*AVAILABLE DATA*
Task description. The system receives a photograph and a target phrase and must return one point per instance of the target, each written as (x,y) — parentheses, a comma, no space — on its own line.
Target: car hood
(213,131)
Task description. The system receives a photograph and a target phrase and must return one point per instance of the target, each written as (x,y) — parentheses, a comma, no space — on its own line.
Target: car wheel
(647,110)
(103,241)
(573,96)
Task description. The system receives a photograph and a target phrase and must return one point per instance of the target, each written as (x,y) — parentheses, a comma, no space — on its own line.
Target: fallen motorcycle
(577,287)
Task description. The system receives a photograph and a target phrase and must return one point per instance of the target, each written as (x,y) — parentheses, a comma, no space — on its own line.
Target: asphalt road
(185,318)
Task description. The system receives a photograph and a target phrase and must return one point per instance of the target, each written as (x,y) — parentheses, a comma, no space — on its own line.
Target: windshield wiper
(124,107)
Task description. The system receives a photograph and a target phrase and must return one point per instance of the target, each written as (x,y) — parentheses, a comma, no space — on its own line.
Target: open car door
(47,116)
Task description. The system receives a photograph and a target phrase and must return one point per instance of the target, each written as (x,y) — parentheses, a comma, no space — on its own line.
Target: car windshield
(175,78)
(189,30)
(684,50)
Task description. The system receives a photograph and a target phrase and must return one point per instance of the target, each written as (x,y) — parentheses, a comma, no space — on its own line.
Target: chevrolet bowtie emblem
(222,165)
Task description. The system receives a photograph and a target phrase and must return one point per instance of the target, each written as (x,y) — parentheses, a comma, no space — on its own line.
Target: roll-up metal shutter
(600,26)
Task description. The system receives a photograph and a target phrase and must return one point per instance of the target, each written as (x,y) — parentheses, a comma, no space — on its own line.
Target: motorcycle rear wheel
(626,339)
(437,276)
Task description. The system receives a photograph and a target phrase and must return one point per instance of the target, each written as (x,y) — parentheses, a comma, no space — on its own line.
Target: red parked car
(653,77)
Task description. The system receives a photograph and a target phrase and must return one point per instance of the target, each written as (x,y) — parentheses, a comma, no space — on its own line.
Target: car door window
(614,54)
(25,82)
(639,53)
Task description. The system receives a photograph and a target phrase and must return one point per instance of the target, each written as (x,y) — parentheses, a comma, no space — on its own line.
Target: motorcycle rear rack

*WHAT THE EXERCISE ASKS*
Restate the data word for word, leaving nothing out.

*EXERCISE OUTPUT*
Task description. The system receives a photograph and a target phrase and must return one point per instance of the target, each written as (x,y) — parentheses, a comma, no space — on its own line.
Target: car hood
(213,131)
Task description. The system receives a photograph and a target phrase and must return one point per instance of the target, each written as (x,y) — parentheses, a comma, no space — on its own line.
Target: car wheel
(647,110)
(103,241)
(573,96)
Task description. The system receives a photograph and a target phrase and must return one point per instance of the target, each written as (x,y) — parentheses, a comma, no space — on its own line.
Target: fallen motorcycle
(577,287)
Task description. The system receives a photograph and a target phrase and must return one point per instance of the target, each written as (x,y) — parentheses, a comma, no space — on its own line.
Target: asphalt road
(185,318)
Task description. The system receives a photograph and a target phrase and must return one point per instance of the target, each written as (x,y) — parentheses, a comma, no space — on its own line.
Target: windshield wiper
(124,107)
Task description. The system receives a photograph and a target phrase and must return one point per instance of the target, each written as (x,y) — parentheses, a comma, no space — on its own line.
Target: open car door
(47,116)
Task description. The system receives a photograph and a target phrase and must return one point per instance of the target, each written as (x,y) — parentheses, a comma, no space — on its own line.
Target: car windshield
(175,78)
(189,30)
(684,50)
Task description. The system receives a photograph and a target phrase and must return one point per instance of the target, each written as (x,y) — parentheses, a comma, no space — on its own line.
Target: chevrolet bowtie emblem
(222,165)
Task description. The system receives a photograph and a target phrase and must return one point per instance of the target, each written as (x,y) — parentheses, a comma, no space — on its own line.
Target: roll-up metal shutter
(600,26)
Task description. The system receives a photograph and a target phrase and must return one point per instance of the target, each written as (x,y) — parentheses, a comma, no space — on its own line.
Target: motorcycle rear wheel
(626,339)
(437,276)
Task description. The system receives a photograph and a target phrase and must return one point per instance of the target, each written as (x,y) — parentheses, a comma, no space — on its own line.
Target: red parked car
(653,77)
Task description. The system receives a photograph and a target phrase and must return one point per instance of the target, each written as (x,y) — parentheses, a comma, no space — on its own line.
Target: car door window
(614,54)
(25,82)
(639,53)
Task description. The system receives a photograph and a target phrase and must return one point per instance of the target, each written as (x,y) — parentheses, a comma, no space — on its own line.
Target: motorcycle rear rack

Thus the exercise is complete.